> _THE REQUEST_
Every record must be repeated exactly; omit any pictures they contain.

☆ ☆ ☆ ☆ ☆ ☆ ☆

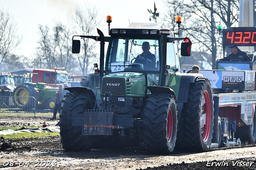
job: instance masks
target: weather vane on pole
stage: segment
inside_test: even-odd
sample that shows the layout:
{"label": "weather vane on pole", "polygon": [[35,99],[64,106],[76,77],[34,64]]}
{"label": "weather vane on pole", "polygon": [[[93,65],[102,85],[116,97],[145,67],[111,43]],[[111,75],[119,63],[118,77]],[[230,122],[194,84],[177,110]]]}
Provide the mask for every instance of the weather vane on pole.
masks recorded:
{"label": "weather vane on pole", "polygon": [[150,21],[151,20],[151,17],[152,17],[152,18],[154,18],[154,20],[156,22],[156,17],[159,16],[159,13],[156,13],[156,10],[157,9],[157,8],[156,8],[156,3],[155,2],[155,1],[154,1],[154,12],[152,12],[151,10],[149,10],[148,9],[148,11],[149,13],[153,14],[153,15],[152,16],[150,16],[149,17],[149,20]]}

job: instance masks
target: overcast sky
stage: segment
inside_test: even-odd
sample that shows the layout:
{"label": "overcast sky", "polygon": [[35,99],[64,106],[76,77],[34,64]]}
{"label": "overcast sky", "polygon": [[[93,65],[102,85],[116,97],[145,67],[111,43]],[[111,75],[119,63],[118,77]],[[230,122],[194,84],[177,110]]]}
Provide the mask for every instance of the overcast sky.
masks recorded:
{"label": "overcast sky", "polygon": [[[155,0],[157,12],[165,12],[163,0]],[[34,56],[38,46],[38,25],[54,26],[54,21],[68,24],[68,16],[77,6],[88,3],[100,9],[103,20],[101,28],[108,36],[106,17],[112,18],[111,28],[127,28],[130,22],[149,22],[151,16],[147,9],[154,11],[154,0],[0,0],[0,8],[8,10],[17,23],[17,32],[22,35],[22,42],[19,49],[13,51],[17,55],[30,57]],[[151,22],[154,20],[151,21]]]}

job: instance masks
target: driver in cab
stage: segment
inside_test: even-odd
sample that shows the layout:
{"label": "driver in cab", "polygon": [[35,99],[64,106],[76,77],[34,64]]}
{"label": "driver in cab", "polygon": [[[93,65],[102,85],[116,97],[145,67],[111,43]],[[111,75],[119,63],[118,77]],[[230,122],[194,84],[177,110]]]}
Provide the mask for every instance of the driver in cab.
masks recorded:
{"label": "driver in cab", "polygon": [[144,67],[146,69],[154,69],[154,68],[156,68],[156,59],[155,55],[150,52],[149,49],[150,48],[148,42],[143,42],[142,47],[143,52],[141,54],[138,55],[134,63],[143,64]]}
{"label": "driver in cab", "polygon": [[235,60],[233,61],[251,61],[251,58],[245,52],[242,51],[237,46],[232,45],[229,47],[230,49],[231,53],[228,54],[222,59],[223,61],[229,61],[231,60]]}

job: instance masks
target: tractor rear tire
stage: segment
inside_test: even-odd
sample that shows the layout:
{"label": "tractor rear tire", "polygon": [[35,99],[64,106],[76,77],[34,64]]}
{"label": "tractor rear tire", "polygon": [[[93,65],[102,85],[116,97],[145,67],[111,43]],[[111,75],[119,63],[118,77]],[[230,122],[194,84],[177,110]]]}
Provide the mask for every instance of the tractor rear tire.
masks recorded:
{"label": "tractor rear tire", "polygon": [[212,88],[208,79],[198,77],[190,84],[188,102],[184,107],[186,146],[193,152],[207,151],[214,123]]}
{"label": "tractor rear tire", "polygon": [[60,114],[60,134],[65,151],[86,151],[92,147],[94,136],[81,136],[84,127],[73,126],[72,116],[81,114],[83,117],[85,109],[96,109],[93,108],[93,102],[86,93],[68,93],[64,96]]}
{"label": "tractor rear tire", "polygon": [[[18,86],[13,92],[13,99],[15,106],[27,109],[35,109],[35,100],[36,104],[39,95],[39,92],[35,87],[28,85],[21,84]],[[33,97],[35,99],[24,97]]]}
{"label": "tractor rear tire", "polygon": [[252,125],[237,128],[235,137],[240,138],[242,144],[252,144],[255,143],[256,139],[256,110],[254,111]]}
{"label": "tractor rear tire", "polygon": [[177,102],[168,94],[150,95],[144,113],[145,148],[154,154],[170,154],[174,149],[178,124]]}

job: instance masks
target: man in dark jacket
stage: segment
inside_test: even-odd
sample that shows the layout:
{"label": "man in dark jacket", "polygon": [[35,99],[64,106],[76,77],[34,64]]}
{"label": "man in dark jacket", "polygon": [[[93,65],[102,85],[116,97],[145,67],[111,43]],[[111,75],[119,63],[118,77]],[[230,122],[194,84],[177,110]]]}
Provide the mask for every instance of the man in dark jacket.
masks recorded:
{"label": "man in dark jacket", "polygon": [[[242,51],[239,49],[237,46],[232,45],[229,47],[230,49],[231,53],[228,54],[227,57],[225,57],[222,59],[223,61],[229,61],[232,59],[239,60],[240,61],[251,61],[251,58],[246,53]],[[235,60],[234,61],[235,61]]]}
{"label": "man in dark jacket", "polygon": [[62,100],[62,93],[63,92],[63,88],[62,85],[60,84],[59,85],[59,90],[55,93],[55,96],[56,96],[56,102],[55,103],[55,107],[53,111],[53,117],[50,119],[51,120],[56,119],[56,115],[57,115],[57,111],[59,111],[59,113],[60,113],[60,106],[61,105],[61,102]]}
{"label": "man in dark jacket", "polygon": [[143,52],[138,55],[136,58],[134,63],[143,64],[144,69],[146,70],[156,69],[156,56],[149,51],[150,47],[149,43],[147,42],[143,42],[142,46]]}

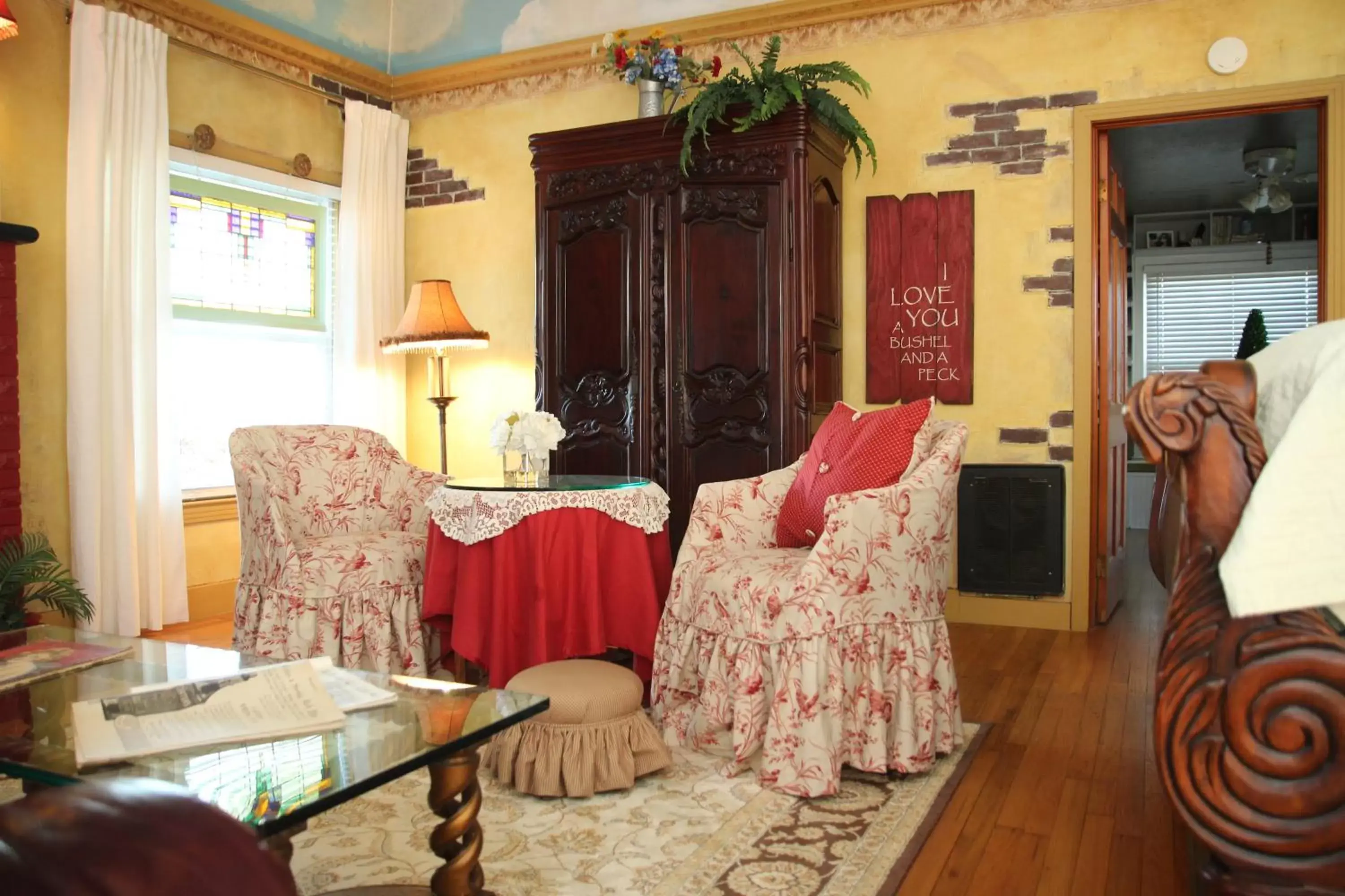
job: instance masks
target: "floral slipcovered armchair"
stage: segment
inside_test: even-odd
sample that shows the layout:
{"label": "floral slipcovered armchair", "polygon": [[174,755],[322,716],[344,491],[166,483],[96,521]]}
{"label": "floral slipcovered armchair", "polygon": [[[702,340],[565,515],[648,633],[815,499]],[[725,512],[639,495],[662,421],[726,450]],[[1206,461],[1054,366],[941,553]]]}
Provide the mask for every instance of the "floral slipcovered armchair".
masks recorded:
{"label": "floral slipcovered armchair", "polygon": [[837,793],[841,766],[928,770],[962,744],[943,604],[962,423],[931,420],[897,485],[835,494],[810,548],[775,524],[800,462],[702,485],[654,647],[664,736],[763,786]]}
{"label": "floral slipcovered armchair", "polygon": [[425,498],[447,477],[354,426],[229,438],[242,566],[234,649],[425,674]]}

☆ ☆ ☆ ☆ ☆ ☆ ☆

> _SOLVED PROBLEM_
job: instance masks
target: weather vane on pole
stage: segment
inside_test: even-odd
sample that shows the layout:
{"label": "weather vane on pole", "polygon": [[35,99],[64,106],[76,77],[34,64]]}
{"label": "weather vane on pole", "polygon": [[[93,65],[102,85],[116,97],[145,67],[111,43]],[[111,75],[119,63],[118,77]],[[230,122],[194,84],[177,110]]]}
Provide the mask for every instance of the weather vane on pole.
masks recorded:
{"label": "weather vane on pole", "polygon": [[150,21],[151,20],[151,17],[152,17],[152,18],[154,18],[154,20],[156,22],[156,17],[159,16],[159,13],[156,13],[156,10],[157,9],[157,8],[156,8],[156,3],[155,2],[155,1],[154,1],[154,12],[152,12],[151,10],[149,10],[148,9],[148,11],[149,13],[153,14],[153,15],[152,16],[150,16],[149,17],[149,20]]}

job: instance masks
target: overcast sky
stage: segment
inside_test: even-odd
sample that shows the layout:
{"label": "overcast sky", "polygon": [[35,99],[64,106],[76,77],[34,64]]}
{"label": "overcast sky", "polygon": [[[93,65],[102,85],[116,97],[145,67],[111,43]],[[111,75],[119,63],[118,77]],[[230,122],[194,84],[177,110]]]}
Provide the mask for every instance of the overcast sky.
masks recorded:
{"label": "overcast sky", "polygon": [[[155,0],[157,12],[165,12],[163,0]],[[34,56],[38,46],[38,25],[54,26],[54,21],[68,24],[68,16],[77,6],[88,3],[100,9],[103,20],[101,28],[108,36],[106,17],[112,18],[111,28],[127,28],[130,22],[149,22],[151,16],[147,9],[154,11],[154,0],[0,0],[0,8],[8,10],[17,23],[17,32],[22,35],[22,42],[19,49],[13,51],[17,55],[30,57]],[[151,22],[154,20],[151,21]]]}

job: instance masks
target: driver in cab
stage: segment
inside_test: even-odd
sample that shows the layout:
{"label": "driver in cab", "polygon": [[35,99],[64,106],[76,77],[34,64]]}
{"label": "driver in cab", "polygon": [[[93,65],[102,85],[116,97],[145,67],[111,43]],[[111,75],[119,63],[118,77]],[[230,122],[194,84],[177,110]]]}
Provide the mask for every instance of the driver in cab.
masks recorded:
{"label": "driver in cab", "polygon": [[144,67],[146,69],[154,69],[154,68],[156,68],[156,59],[155,55],[150,52],[149,49],[150,48],[148,42],[143,42],[142,47],[143,52],[141,54],[138,55],[134,63],[143,64]]}
{"label": "driver in cab", "polygon": [[235,60],[233,61],[251,61],[251,58],[245,52],[242,51],[237,46],[232,45],[229,47],[230,49],[231,53],[228,54],[222,59],[223,61],[229,61],[231,60]]}

job: instance masks
target: tractor rear tire
stage: segment
inside_test: even-odd
sample that shows the layout:
{"label": "tractor rear tire", "polygon": [[35,99],[64,106],[76,77],[34,64]]}
{"label": "tractor rear tire", "polygon": [[[93,65],[102,85],[116,97],[145,67],[111,43]],[[111,75],[119,63],[118,77]],[[230,122],[194,84],[177,110]]]}
Provide the mask for every instance of the tractor rear tire.
masks recorded:
{"label": "tractor rear tire", "polygon": [[212,88],[208,79],[198,77],[190,84],[188,102],[184,107],[186,146],[193,152],[207,151],[214,123]]}
{"label": "tractor rear tire", "polygon": [[60,114],[60,134],[65,151],[86,151],[92,147],[94,136],[81,136],[84,127],[73,126],[72,116],[81,114],[83,117],[85,109],[96,109],[93,108],[93,102],[86,93],[68,93],[64,96]]}
{"label": "tractor rear tire", "polygon": [[[18,86],[13,92],[13,99],[15,106],[27,109],[35,109],[35,100],[36,104],[39,95],[39,92],[35,87],[28,85],[21,84]],[[33,97],[35,99],[24,97]]]}
{"label": "tractor rear tire", "polygon": [[252,125],[237,128],[235,137],[240,138],[242,144],[252,144],[255,143],[256,139],[256,110],[254,111]]}
{"label": "tractor rear tire", "polygon": [[177,102],[168,94],[150,95],[144,113],[145,148],[154,154],[170,154],[174,149],[178,124]]}

job: instance masks
target: man in dark jacket
stage: segment
inside_test: even-odd
sample that shows the layout:
{"label": "man in dark jacket", "polygon": [[35,99],[64,106],[76,77],[34,64]]}
{"label": "man in dark jacket", "polygon": [[[93,65],[102,85],[116,97],[145,67],[111,43]],[[111,75],[119,63],[118,77]],[[230,122],[194,84],[177,110]]]}
Provide the mask for every instance of the man in dark jacket.
masks recorded:
{"label": "man in dark jacket", "polygon": [[[242,51],[239,49],[237,46],[232,45],[229,47],[230,49],[231,53],[228,54],[227,57],[225,57],[222,59],[223,61],[229,61],[232,59],[239,60],[240,61],[251,61],[251,58],[246,53]],[[235,60],[234,61],[235,61]]]}
{"label": "man in dark jacket", "polygon": [[62,100],[62,93],[63,92],[63,88],[62,85],[60,84],[59,85],[59,90],[55,93],[55,96],[56,96],[56,102],[55,103],[55,107],[53,111],[53,117],[50,119],[51,120],[56,119],[56,115],[57,115],[57,111],[59,111],[59,113],[60,113],[60,106],[61,105],[61,102]]}
{"label": "man in dark jacket", "polygon": [[143,52],[138,55],[136,58],[134,63],[143,64],[144,69],[146,70],[156,69],[156,56],[149,51],[150,47],[149,43],[147,42],[143,42],[142,46]]}

job: instance masks
target: "floral slipcovered armchair"
stage: segment
inside_test: even-odd
sample that shows the layout:
{"label": "floral slipcovered armchair", "polygon": [[174,755],[322,716],[344,491],[166,483],[96,521]]}
{"label": "floral slipcovered armchair", "polygon": [[[702,340],[565,515],[648,633],[815,499]],[[725,512],[639,495],[662,421],[726,450]],[[1206,461],[1054,366],[941,553]]]}
Provide the mask for every instance of the "floral slipcovered armchair".
masks recorded:
{"label": "floral slipcovered armchair", "polygon": [[837,793],[841,766],[928,770],[962,744],[943,604],[962,423],[931,420],[897,485],[835,494],[810,548],[775,524],[800,462],[702,485],[654,647],[664,736],[763,786]]}
{"label": "floral slipcovered armchair", "polygon": [[425,498],[447,477],[354,426],[229,438],[242,566],[234,649],[425,674]]}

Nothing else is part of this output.